===== Data provided =====

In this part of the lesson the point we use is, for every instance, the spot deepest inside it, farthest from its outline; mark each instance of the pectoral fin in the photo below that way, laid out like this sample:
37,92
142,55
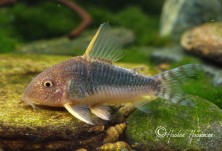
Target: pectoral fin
101,111
136,70
80,112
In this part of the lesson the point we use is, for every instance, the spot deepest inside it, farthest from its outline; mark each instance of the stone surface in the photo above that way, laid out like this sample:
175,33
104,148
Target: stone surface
205,41
215,72
21,127
173,127
177,16
64,46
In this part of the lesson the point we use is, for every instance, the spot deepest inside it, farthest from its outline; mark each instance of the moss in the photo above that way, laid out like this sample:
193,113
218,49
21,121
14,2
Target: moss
48,128
204,118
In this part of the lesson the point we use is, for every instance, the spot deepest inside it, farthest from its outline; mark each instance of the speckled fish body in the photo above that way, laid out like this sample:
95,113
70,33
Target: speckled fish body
90,82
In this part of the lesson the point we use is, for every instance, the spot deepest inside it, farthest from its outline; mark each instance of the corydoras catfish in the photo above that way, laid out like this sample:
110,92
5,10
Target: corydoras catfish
90,82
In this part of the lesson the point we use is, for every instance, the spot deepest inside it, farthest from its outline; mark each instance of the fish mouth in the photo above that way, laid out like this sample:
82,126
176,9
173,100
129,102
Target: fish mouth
28,101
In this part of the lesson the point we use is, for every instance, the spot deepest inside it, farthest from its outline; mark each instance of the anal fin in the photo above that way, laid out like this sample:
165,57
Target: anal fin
80,112
101,111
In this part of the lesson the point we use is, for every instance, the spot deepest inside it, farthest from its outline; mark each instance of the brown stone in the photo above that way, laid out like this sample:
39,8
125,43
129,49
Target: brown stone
204,41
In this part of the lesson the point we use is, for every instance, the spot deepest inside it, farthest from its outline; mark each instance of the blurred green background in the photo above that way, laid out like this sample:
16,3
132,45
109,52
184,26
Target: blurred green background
27,21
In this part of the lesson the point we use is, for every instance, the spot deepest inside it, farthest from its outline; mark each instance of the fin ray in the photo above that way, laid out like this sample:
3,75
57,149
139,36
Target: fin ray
170,83
101,111
104,46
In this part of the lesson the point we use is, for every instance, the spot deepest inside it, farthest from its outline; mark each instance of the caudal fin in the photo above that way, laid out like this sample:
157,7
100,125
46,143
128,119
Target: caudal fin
171,80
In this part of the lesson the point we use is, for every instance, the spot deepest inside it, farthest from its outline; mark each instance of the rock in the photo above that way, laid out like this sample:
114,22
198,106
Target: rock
177,16
64,46
162,55
22,128
118,146
215,72
46,128
175,127
205,41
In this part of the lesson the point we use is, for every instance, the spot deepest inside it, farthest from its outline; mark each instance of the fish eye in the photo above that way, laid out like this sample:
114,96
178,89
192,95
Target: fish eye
47,83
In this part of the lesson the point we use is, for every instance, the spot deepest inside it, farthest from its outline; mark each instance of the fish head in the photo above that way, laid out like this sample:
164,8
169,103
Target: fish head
47,89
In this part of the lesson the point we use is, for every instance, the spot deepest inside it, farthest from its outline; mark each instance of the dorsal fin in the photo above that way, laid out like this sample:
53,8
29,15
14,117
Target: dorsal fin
104,46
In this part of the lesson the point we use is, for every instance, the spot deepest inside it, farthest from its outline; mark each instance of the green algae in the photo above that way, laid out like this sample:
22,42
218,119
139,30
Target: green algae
43,128
40,128
204,118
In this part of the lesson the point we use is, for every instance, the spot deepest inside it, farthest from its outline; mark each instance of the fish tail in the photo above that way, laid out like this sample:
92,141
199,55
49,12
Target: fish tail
170,83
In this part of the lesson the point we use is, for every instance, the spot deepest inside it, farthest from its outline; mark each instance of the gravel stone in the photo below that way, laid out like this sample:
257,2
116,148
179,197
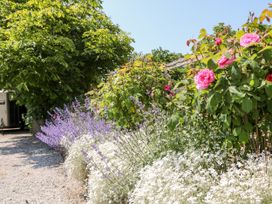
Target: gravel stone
32,173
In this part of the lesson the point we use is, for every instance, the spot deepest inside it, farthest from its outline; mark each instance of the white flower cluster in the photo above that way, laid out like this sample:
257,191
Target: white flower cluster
107,181
75,164
177,178
248,181
189,178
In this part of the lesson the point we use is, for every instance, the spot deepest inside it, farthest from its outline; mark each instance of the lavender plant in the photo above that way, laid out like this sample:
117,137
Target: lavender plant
69,123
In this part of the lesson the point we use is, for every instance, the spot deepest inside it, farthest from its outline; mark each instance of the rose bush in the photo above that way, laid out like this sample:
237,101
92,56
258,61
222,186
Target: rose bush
239,93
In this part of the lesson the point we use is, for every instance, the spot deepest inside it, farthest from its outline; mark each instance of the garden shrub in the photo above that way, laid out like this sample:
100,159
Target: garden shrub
247,181
232,76
52,51
131,90
176,178
75,163
197,177
67,124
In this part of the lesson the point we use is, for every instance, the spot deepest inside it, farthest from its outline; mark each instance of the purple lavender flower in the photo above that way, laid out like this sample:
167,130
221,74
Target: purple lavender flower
71,122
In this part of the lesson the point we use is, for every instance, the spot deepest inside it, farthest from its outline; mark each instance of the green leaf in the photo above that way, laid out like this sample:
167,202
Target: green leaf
247,105
213,101
269,106
174,121
233,90
244,136
211,64
268,90
203,33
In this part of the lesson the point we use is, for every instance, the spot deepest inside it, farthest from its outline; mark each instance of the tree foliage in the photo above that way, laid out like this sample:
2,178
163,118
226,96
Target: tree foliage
240,93
51,51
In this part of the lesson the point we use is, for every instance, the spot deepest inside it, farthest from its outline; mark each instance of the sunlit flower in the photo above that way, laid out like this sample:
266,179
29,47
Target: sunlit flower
204,78
249,38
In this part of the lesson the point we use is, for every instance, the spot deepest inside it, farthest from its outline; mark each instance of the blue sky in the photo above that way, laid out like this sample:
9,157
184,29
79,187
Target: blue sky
169,23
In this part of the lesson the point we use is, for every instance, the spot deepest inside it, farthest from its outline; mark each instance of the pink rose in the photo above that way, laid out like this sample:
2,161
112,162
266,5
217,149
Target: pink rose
218,41
167,88
249,38
223,62
204,78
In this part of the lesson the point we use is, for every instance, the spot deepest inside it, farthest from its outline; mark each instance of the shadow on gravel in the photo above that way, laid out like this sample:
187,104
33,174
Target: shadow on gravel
29,148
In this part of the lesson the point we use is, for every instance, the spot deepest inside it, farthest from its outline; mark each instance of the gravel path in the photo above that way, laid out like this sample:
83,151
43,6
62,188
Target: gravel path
32,173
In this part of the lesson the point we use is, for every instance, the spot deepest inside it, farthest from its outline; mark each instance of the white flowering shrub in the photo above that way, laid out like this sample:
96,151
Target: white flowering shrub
75,163
248,181
108,180
176,178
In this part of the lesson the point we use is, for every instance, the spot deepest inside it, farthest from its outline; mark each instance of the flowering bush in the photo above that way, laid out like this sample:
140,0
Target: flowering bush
204,78
248,181
69,123
177,178
75,163
141,80
233,84
196,177
249,38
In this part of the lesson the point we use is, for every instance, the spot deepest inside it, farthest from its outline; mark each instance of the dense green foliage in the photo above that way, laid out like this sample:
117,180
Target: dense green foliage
51,51
131,90
164,56
239,93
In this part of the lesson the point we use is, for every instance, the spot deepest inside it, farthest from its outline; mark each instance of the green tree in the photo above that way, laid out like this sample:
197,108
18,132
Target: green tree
52,51
164,56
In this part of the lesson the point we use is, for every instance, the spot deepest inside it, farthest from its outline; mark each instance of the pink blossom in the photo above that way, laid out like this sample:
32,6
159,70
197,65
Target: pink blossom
249,38
204,78
269,77
223,62
218,41
167,88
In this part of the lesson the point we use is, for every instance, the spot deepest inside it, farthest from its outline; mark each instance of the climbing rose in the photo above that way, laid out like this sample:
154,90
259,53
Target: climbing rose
167,88
218,41
223,62
249,38
204,78
269,77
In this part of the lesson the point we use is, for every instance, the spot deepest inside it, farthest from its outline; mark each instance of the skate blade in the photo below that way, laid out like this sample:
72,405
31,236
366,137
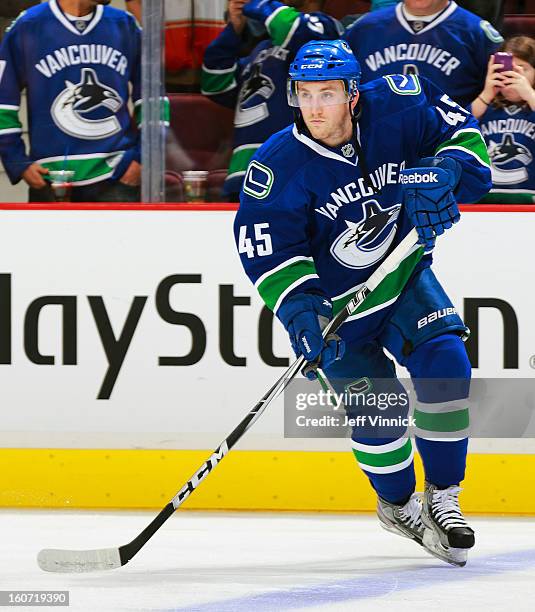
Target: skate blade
454,556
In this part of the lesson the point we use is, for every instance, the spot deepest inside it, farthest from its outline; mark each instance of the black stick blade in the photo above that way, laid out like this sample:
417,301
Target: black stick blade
77,561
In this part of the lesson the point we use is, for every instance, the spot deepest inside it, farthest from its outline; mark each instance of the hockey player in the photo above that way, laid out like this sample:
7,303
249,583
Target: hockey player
506,112
434,38
323,203
256,85
76,59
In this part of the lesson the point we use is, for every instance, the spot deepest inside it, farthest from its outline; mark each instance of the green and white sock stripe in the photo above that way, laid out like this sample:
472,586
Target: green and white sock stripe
386,458
218,81
9,119
241,156
282,24
274,285
470,141
88,169
442,421
165,111
386,292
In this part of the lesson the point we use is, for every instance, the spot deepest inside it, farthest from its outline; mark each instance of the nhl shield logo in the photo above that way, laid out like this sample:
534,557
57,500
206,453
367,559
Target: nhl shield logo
348,150
366,242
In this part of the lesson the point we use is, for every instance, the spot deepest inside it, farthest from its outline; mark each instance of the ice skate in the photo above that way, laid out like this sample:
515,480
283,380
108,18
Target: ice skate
447,534
404,520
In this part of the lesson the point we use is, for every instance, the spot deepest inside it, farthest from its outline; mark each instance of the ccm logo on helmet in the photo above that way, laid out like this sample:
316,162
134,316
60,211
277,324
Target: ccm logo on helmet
430,177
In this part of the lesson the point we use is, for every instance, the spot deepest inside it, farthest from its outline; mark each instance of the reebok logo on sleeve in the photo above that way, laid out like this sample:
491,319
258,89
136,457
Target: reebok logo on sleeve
429,177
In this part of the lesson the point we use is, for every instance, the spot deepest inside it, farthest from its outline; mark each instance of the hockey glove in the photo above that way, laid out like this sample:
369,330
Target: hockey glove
260,10
428,197
304,316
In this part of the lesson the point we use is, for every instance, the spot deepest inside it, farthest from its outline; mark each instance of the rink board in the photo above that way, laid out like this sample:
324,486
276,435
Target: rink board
70,422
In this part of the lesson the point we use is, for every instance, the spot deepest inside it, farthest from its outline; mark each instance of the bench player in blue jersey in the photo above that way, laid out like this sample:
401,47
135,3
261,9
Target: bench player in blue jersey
433,38
323,203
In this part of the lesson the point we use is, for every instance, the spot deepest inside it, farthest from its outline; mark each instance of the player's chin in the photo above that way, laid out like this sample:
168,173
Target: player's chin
318,130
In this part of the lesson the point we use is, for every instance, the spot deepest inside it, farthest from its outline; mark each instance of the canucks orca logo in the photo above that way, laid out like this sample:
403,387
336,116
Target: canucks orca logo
507,152
257,85
364,243
71,107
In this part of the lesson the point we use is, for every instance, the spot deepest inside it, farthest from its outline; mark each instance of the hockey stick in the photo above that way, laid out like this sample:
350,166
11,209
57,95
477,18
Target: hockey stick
54,560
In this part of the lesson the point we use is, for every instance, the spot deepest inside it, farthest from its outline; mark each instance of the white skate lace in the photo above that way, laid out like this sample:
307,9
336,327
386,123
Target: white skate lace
445,507
411,512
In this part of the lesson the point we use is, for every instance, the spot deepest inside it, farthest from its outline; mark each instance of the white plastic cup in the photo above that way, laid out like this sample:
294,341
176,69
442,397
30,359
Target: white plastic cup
61,183
195,185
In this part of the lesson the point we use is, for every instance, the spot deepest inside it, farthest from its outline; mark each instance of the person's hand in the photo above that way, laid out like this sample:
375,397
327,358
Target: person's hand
33,176
494,81
236,16
132,176
516,81
304,316
427,194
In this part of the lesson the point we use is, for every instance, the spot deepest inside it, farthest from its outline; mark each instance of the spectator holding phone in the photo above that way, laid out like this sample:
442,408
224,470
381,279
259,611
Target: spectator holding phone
506,112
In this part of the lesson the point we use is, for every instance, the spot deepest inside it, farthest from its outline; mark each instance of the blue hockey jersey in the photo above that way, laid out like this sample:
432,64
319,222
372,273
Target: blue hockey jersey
510,136
256,85
452,50
76,75
308,220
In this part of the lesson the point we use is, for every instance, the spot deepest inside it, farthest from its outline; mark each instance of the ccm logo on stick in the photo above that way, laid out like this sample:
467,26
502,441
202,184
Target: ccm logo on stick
430,177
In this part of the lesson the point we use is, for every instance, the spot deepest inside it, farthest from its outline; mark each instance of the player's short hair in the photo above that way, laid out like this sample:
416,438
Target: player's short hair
522,47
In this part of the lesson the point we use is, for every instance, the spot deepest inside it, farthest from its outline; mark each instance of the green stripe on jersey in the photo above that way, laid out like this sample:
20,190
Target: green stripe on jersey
276,284
241,156
87,170
442,422
217,82
390,458
280,24
389,288
9,119
470,141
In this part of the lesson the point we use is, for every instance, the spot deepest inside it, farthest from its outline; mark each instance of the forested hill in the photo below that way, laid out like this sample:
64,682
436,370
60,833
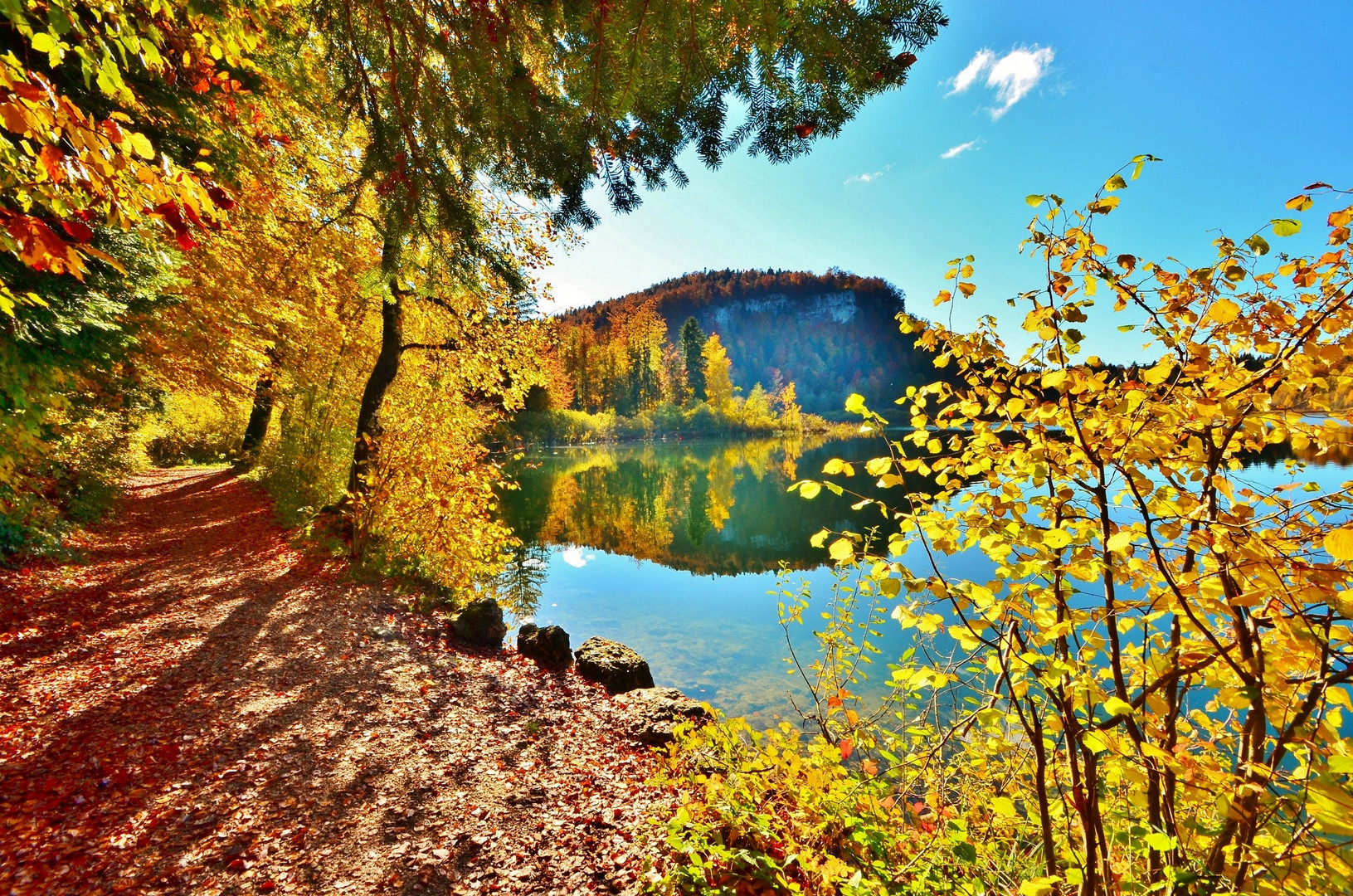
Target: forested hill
831,334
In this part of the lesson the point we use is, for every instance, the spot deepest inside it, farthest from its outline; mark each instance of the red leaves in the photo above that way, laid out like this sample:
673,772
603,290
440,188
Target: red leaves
77,231
221,198
169,762
169,212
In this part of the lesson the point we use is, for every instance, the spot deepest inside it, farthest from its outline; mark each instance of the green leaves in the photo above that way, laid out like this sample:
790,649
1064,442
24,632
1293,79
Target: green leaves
1140,161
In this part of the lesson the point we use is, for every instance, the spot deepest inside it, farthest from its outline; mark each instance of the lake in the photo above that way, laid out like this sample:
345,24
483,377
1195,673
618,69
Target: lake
675,547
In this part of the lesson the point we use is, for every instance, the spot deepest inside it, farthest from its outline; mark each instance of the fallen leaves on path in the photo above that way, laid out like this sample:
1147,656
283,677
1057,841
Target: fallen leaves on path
197,707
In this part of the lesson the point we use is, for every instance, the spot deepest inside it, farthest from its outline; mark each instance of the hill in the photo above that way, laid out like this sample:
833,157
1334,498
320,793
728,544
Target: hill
831,334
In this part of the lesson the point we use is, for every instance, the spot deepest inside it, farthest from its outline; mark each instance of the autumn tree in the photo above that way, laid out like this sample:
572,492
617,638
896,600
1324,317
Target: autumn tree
716,366
538,102
1157,672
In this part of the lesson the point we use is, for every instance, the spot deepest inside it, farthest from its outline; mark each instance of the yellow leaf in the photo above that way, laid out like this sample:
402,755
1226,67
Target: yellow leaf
1039,887
1224,312
1119,540
1117,707
141,145
1338,543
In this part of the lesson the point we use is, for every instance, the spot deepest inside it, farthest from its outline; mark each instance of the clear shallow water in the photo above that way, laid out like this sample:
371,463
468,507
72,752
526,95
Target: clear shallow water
674,548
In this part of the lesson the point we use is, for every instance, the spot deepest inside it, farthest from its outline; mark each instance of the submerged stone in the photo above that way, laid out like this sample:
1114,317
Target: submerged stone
613,665
655,711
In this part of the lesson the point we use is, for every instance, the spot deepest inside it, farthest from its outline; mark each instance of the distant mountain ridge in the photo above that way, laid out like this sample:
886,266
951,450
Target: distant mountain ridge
831,334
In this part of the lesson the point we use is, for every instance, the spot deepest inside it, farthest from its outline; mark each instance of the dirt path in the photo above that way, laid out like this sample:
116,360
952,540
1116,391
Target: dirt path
201,709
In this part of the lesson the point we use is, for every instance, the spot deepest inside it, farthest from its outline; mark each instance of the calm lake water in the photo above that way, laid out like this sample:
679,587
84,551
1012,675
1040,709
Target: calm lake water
675,550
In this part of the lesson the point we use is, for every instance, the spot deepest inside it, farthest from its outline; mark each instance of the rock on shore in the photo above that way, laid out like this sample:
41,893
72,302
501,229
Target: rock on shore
547,646
656,711
616,666
480,623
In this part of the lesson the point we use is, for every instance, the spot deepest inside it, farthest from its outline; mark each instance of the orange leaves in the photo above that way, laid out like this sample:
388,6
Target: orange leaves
71,160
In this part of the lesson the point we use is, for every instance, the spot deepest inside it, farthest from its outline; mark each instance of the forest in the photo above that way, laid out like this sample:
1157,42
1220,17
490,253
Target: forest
270,356
843,340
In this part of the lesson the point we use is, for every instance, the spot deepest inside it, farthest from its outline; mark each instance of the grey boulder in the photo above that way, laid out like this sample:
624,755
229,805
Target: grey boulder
480,623
655,711
616,666
547,646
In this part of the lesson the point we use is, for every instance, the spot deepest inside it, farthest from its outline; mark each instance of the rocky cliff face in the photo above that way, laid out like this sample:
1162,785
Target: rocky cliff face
830,334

=====

- [Do this]: With the line containing "the rock on" as the first and the last line of the records as the final one, print exactly the lines in that span.

- [The answer]:
In this part of the lesson the point we use is, for every instance, the spot deepest inside it, farthest from its outline; mark each instance of the rock on shore in the photo above that way, laid out like this sample:
41,893
72,302
501,229
Target: rock on shore
547,646
656,711
616,666
480,623
In this part of the lesson the point we use is, for every instance, the spot deepest inside it, farthest from its outline; mark each instance of the orange leaves in the photo above that way, laid out like this sample:
388,6
Target: orange leaves
71,160
In this part of the lesson the point we use is, for every instance, the spot deepest inside it, farthest from its outline; mark each instance of the forest in the photo above that way, laid out like this sample:
1157,42
1220,17
490,253
Target: forest
270,356
843,340
In this part of the lesson the point we use is, for every instance, the spot deepest inside it, farthest from its outline; mark each instance of the grey boulder in the photo above that way, laid out like this sample:
624,755
229,805
Target: grey boulder
480,623
655,711
616,666
547,646
In this part of the lesson the point we use is, for every instance, the spot deepest inside it, farthest from its outline; mark each instance of the rocky cliff face in the photo above that way, laid out like this sample:
1162,785
Target: rocky cliff face
830,334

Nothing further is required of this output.